──────── RECORDS FOR PROCESSING ────────
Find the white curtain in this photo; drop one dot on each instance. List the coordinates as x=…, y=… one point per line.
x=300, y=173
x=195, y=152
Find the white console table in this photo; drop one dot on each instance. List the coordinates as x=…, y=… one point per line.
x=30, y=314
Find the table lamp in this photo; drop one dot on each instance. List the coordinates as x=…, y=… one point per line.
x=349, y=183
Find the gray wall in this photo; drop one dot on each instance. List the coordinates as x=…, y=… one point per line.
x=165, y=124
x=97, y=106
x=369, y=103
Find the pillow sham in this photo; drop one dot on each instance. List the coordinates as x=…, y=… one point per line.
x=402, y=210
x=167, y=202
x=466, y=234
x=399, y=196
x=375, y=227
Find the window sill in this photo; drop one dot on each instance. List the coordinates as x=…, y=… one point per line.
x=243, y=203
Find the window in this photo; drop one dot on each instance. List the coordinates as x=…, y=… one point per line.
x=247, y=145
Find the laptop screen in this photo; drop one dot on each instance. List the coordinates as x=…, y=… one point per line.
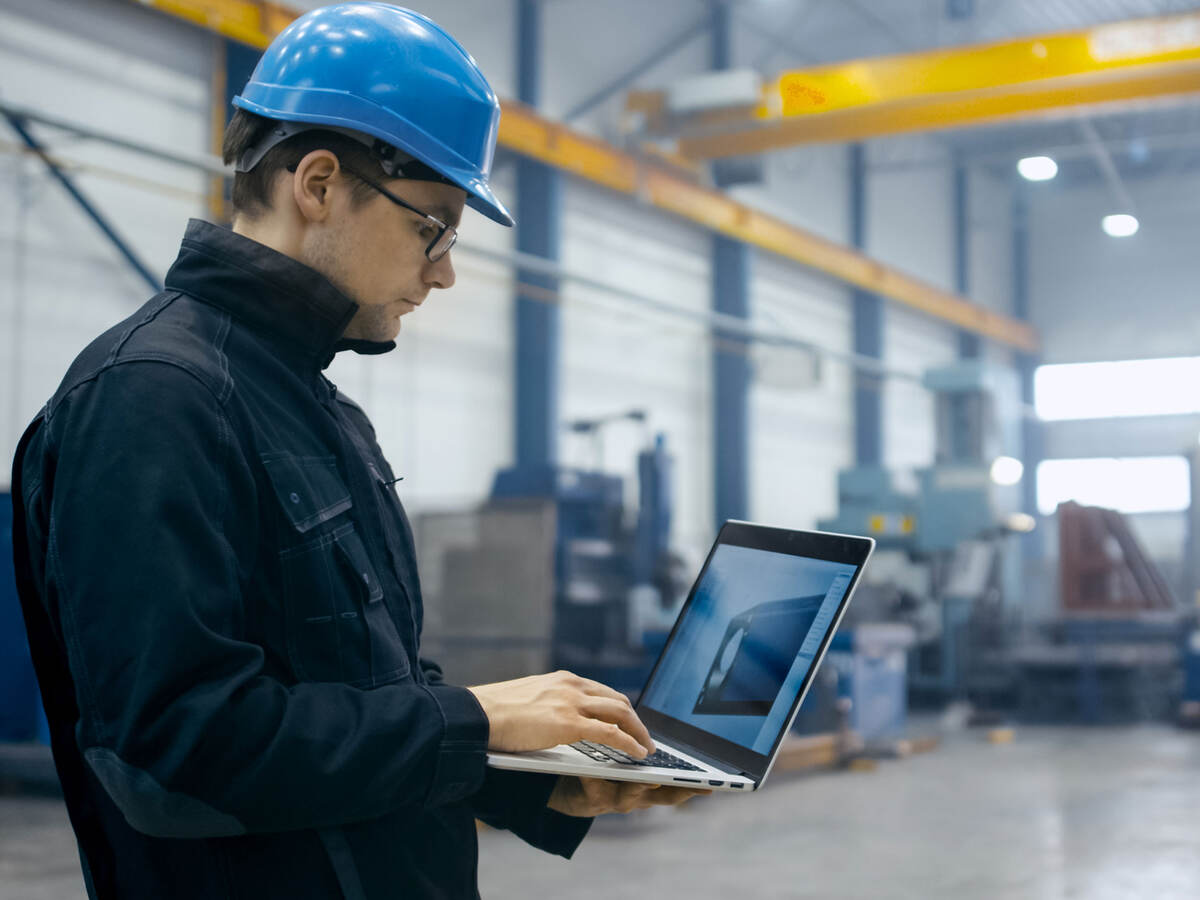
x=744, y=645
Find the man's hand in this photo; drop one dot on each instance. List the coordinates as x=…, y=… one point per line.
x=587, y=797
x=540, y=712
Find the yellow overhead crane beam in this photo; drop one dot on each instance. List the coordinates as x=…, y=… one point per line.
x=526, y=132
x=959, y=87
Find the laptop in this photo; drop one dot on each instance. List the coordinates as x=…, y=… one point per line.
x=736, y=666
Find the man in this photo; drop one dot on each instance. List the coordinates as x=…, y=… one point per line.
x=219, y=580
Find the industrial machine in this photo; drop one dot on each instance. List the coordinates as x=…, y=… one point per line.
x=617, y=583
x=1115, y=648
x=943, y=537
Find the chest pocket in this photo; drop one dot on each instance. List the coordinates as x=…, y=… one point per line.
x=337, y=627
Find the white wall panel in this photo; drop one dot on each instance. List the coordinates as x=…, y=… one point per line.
────────
EXERCISE. Render the records above as a numbered list, one entry per line, skipping any blank lines and omitting the picture.

TASK ANSWER.
1. Find the white curtain in this photo; drop one dot on each instance. List the coordinates as x=…, y=… one point per line.
2. x=300, y=173
3. x=195, y=152
4. Find the white console table in this photo; drop one dot on each instance. List the coordinates as x=…, y=… one point per line.
5. x=30, y=314
6. Find the table lamp in this photo; drop one dot on each instance. List the coordinates as x=…, y=… one point per line.
7. x=349, y=183
8. Find the gray wall in this photo; drop one dot on each instance. List the coordinates as x=…, y=… one point per line.
9. x=165, y=124
10. x=97, y=106
11. x=369, y=103
12. Find the pillow sham in this photo; drop one dot on each instance. List the coordinates as x=…, y=… one point per line.
13. x=402, y=210
14. x=167, y=202
15. x=466, y=234
16. x=399, y=196
17. x=375, y=227
18. Find the window sill in this photo; drop one dot on each instance. List the coordinates as x=…, y=… one point per line.
19. x=243, y=203
20. Find the window in this photo; drop one dot on each instance. List the coordinates as x=…, y=… one point per line.
21. x=247, y=145
22. Find the laptop screen in this photo; drop one dot on each instance. List the coordinates as x=…, y=… one point per line.
23. x=744, y=645
24. Find the man's hand in this photo; drop one dot on each instance. List the coordinates as x=…, y=… one point per line.
25. x=587, y=797
26. x=540, y=712
27. Find the yellow overhead crane beam in this photo; drop one dot on each instance. List the coordinates as x=…, y=… one point per line.
28. x=526, y=132
29. x=959, y=87
30. Find the laptop in this photo; drop one dot on each instance. List the coordinates as x=…, y=… one point per line.
31. x=736, y=666
32. Find the man in this photo; drop one dot on each instance. List the coordinates as x=…, y=… one point per line.
33. x=219, y=580
34. Find the industrial machine in this photo; drop one dot on each instance. List the coordinates as x=…, y=… one point per line.
35. x=617, y=583
36. x=1115, y=648
37. x=943, y=537
38. Find the chest pocket in this photo; drop one dot on each instance. List the coordinates as x=…, y=… one point per line.
39. x=337, y=627
40. Find the white wall panel in this photo; drop one dot on each instance. List the coordinates as x=…, y=… one point per line.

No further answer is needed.